Retype the tail of the data exactly, starting at the line containing "Phrase: dimpled vase texture" and stopping at the last line.

>> START RECORD LIST

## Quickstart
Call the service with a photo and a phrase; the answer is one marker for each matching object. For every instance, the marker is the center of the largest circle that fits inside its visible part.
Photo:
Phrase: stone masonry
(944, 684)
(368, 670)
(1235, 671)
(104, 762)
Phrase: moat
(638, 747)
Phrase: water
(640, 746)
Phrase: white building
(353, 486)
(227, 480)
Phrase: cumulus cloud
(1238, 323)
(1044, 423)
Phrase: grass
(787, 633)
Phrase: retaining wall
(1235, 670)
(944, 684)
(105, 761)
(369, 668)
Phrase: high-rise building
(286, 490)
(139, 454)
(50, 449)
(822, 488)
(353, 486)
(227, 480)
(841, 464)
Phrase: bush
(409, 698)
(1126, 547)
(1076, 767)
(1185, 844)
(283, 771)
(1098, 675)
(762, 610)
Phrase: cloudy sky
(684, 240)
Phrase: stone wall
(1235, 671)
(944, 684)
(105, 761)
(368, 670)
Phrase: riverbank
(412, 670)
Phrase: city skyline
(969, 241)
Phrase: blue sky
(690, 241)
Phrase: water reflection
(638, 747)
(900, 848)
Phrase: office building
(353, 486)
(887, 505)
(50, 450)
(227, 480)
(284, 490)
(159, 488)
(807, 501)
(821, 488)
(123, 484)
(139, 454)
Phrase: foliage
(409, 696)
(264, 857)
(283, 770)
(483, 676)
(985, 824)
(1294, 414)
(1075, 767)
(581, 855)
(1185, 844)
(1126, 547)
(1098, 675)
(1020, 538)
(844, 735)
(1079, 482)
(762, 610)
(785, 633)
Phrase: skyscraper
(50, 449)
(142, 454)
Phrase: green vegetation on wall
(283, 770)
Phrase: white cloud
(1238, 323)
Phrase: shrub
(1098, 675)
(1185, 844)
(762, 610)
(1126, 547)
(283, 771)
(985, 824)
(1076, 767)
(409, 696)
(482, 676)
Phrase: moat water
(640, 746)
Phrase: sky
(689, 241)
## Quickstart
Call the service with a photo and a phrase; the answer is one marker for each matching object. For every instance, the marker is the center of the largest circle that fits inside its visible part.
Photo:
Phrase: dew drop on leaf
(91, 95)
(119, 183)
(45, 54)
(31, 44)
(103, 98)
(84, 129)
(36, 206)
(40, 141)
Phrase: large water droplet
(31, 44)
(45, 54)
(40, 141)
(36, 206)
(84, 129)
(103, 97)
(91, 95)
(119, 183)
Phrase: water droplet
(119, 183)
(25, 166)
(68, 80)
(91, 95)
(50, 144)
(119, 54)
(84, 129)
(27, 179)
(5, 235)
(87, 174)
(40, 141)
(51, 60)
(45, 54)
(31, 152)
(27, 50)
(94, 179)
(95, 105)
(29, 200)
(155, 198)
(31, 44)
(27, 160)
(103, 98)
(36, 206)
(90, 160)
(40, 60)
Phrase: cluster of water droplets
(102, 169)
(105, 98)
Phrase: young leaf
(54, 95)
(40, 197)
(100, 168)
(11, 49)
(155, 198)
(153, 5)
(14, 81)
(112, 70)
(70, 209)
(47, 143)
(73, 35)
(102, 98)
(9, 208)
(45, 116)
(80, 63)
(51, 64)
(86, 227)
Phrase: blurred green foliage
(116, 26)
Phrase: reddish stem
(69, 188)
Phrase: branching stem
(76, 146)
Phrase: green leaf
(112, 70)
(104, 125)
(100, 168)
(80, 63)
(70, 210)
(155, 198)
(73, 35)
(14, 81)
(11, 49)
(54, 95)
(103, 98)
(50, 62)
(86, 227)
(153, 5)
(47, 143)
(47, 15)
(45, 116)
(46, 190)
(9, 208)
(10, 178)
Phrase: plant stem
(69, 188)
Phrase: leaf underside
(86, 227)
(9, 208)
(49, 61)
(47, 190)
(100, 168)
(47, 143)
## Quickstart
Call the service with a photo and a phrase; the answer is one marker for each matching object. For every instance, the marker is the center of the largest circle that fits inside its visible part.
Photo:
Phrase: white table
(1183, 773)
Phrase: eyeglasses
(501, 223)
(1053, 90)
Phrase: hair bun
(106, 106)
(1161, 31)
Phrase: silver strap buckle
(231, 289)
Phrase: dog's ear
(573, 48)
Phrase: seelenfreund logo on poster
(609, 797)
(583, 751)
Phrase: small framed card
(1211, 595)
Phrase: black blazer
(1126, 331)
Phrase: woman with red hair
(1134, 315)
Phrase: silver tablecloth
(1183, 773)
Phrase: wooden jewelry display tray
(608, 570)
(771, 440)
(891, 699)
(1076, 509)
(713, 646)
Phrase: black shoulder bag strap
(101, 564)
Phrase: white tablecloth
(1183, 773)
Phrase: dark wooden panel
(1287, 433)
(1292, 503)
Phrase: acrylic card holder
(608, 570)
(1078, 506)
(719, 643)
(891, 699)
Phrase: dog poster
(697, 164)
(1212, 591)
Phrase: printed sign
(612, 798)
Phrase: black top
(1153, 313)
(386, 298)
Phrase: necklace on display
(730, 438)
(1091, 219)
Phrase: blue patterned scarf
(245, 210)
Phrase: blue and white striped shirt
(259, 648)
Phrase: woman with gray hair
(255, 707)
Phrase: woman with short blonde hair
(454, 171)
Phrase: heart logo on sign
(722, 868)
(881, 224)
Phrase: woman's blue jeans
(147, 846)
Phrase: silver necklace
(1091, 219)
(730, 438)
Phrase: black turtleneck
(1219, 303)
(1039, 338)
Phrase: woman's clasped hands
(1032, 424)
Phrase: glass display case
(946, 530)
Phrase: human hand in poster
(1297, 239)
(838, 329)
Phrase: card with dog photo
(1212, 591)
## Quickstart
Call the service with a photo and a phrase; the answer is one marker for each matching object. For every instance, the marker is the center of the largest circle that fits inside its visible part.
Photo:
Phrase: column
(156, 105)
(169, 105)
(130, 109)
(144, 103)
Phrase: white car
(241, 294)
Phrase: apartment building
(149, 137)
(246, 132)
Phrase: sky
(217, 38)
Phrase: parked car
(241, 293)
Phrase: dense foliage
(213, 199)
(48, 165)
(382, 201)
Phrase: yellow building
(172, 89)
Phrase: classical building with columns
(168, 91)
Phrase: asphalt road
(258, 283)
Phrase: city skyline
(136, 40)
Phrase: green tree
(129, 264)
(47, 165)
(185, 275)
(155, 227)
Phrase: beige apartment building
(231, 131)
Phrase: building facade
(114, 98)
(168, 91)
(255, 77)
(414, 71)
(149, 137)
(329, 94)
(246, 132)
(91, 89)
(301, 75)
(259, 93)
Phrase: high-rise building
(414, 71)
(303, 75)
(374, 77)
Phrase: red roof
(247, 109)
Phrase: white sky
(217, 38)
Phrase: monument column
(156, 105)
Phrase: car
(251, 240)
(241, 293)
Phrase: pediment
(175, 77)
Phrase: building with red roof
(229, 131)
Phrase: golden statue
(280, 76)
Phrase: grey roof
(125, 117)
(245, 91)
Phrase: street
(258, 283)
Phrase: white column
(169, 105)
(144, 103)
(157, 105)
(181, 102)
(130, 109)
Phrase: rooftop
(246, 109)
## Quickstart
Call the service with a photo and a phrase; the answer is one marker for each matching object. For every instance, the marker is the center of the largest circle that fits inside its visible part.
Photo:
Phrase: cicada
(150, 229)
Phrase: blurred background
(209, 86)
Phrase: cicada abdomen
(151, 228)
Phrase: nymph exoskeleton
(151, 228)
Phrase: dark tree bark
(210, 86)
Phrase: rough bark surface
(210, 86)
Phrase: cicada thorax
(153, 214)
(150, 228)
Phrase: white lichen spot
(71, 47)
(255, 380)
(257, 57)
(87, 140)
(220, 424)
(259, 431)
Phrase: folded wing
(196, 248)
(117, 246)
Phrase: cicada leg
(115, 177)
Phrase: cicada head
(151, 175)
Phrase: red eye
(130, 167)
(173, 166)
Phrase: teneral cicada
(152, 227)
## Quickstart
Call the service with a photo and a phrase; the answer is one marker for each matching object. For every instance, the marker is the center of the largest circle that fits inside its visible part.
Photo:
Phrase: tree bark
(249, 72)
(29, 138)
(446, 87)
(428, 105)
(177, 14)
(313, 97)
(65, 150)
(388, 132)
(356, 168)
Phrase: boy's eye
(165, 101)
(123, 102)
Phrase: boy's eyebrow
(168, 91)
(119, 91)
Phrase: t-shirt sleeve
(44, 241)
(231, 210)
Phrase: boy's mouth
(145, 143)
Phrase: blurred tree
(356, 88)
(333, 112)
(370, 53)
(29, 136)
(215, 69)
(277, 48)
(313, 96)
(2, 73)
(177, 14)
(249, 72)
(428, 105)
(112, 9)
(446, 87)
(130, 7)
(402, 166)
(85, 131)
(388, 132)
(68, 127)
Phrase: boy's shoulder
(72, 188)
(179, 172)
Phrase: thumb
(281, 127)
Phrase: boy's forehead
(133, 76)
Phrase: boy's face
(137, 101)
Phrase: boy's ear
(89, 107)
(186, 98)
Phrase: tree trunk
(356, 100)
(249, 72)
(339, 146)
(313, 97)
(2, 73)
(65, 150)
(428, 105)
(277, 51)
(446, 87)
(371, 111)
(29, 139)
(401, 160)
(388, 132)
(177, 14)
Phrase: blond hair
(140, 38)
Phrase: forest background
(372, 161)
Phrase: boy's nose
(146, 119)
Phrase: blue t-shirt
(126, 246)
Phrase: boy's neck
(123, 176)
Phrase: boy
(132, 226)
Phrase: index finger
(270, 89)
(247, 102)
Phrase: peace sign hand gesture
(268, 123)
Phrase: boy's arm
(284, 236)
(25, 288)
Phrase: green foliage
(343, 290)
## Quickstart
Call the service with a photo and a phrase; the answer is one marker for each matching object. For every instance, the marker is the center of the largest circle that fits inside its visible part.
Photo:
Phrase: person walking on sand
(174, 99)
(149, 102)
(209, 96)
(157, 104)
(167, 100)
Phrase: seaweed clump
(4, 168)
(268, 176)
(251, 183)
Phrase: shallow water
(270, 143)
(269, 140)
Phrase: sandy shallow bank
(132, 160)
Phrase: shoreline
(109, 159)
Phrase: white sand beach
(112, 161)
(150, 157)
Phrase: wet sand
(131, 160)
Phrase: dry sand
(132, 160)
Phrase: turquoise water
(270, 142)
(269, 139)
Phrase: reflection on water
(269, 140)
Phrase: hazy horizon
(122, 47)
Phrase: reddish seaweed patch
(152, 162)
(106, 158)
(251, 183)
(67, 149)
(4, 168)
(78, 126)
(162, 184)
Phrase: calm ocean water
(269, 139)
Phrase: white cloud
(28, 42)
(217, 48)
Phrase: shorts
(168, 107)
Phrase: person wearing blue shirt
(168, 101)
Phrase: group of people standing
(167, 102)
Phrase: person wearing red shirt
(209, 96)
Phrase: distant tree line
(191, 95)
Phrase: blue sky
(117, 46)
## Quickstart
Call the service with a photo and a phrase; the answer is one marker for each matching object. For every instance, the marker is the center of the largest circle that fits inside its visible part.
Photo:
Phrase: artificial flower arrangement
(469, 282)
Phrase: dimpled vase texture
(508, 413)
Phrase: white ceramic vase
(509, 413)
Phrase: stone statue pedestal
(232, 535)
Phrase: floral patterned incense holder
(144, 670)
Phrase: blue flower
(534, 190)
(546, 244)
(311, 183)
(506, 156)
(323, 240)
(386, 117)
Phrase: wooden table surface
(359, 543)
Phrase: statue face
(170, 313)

>> END RECORD LIST

IN RESPONSE:
Phrase: dimpled vase texture
(508, 413)
Phrase: white ceramic vase
(509, 413)
Phrase: stone statue pedestal
(232, 535)
Phrase: floral patterned incense holder
(144, 670)
Phrase: blue flower
(534, 190)
(546, 244)
(311, 183)
(506, 156)
(323, 240)
(386, 117)
Phrase: wooden table surface
(359, 543)
Phrase: statue face
(170, 313)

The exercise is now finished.